Angezeigter Text:
<<<<

Museo dell’Arte Fabbrile e delle Coltellerie
Museum für Schmiedekunst und Schneidwaren
Maniago ist eine nette kleine Stadt (<12.000 Einwohner) im westlichen Friaul am Fuße der Alpen – ca. 1 Autostunde von Udine entfernt und nur 1/2 Stunde von Pordenone. Ich bin schon öfter hier gewesen, doch bei meinem letzten Besuch habe ich auch das über die Grenzen hinaus bekannte Messermuseum besichtigt (Werbung | Pressereise).
Das Museum befindet sich in einer früheren Spinnerei, nur wenige hundert Meter entfernt Stadtzentrum mit dem Palazzo d’Attimis und dem Duomo di San Mauro.
Interessanter Einblick in die Kunst der Messerherstellung in vergangenen Zeiten.
Bei meinem Rundgang konnte ich einen guten geschichtlichen Überblick der Messer und Scheren Herstellung bekommen.
Meiner Meinung nach ist es ein sehr sehenswertes Museum, wenn man sich für die Arbeitsbedingungen in früheren Zeiten und dem Wandel der Herstellung von Schneidwerkzeugen interessiert. Wir hatten das Glück mit Isabel eine sehr kompetente Führung in Deutsch zu bekommen. Ich bin aus dem Staunen kaum herausgekommen.
Das Museum hat zwei Etagen und ist in 3 Bereiche aufgeteilt:
- Anfänge des Schmiedehandwerks,
- Entstehung von Handwerksläden in den Häusern (18. Jh.),
- Ansiedlung der ersten Werkstätten zu Beginn des 20. Jahrhunderts.

>>>>

Datenteil:
<<<<

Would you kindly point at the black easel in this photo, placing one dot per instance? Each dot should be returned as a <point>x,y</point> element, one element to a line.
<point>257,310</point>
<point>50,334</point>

>>>>

Aufgaben:
**a.** Gib den Text über das Messermuseum von „Meiner Meinung nach“ bis „des 20. Jahrhunderts.“ wieder und benenne dabei „Etagen“ in „Stockwerke“ um.
**b.** In welchem Gebäude befindet sich das Museum laut dem Text über das Messermuseum?
**c.** Setze den Text über das Messermuseum nach seinem letzten Satz fort.

Lösungen:
**a.**
Meiner Meinung nach ist es ein sehr sehenswertes Museum, wenn man sich für die Arbeitsbedingungen in früheren Zeiten und dem Wandel der Herstellung von Schneidwerkzeugen interessiert. Wir hatten das Glück mit Isabel eine sehr kompetente Führung in Deutsch zu bekommen. Ich bin aus dem Staunen kaum herausgekommen.
Das Museum hat zwei Stockwerke und ist in 3 Bereiche aufgeteilt:
- Anfänge des Schmiedehandwerks,
- Entstehung von Handwerksläden in den Häusern (18. Jh.),
- Ansiedlung der ersten Werkstätten zu Beginn des 20. Jahrhunderts.

**b.** In einer früheren Spinnerei.

**c.**
Teilweise mechanische Ausstellungskojen präsentieren die unzähligen Exponate vergangener Tage auf beste Weise. Dadurch wird das Museum auch für Kinder interessant – vor allem wenn sich diese gerade im „Entdecker-Alter“ befinden und alles wissen wollen. Es gibt eine Wand, in der Messer und andere Werkzeuge stecken und hier ist es ausdrücklich erwünscht, dass man die Exponate berührt, um die Unterschiede besser erfühlen zu können.
Schön fand ich auch, dass Maschinen von früher maßstabsgetreu gezeigt werden. Dadurch versteht man manche Arbeitsschritte besser.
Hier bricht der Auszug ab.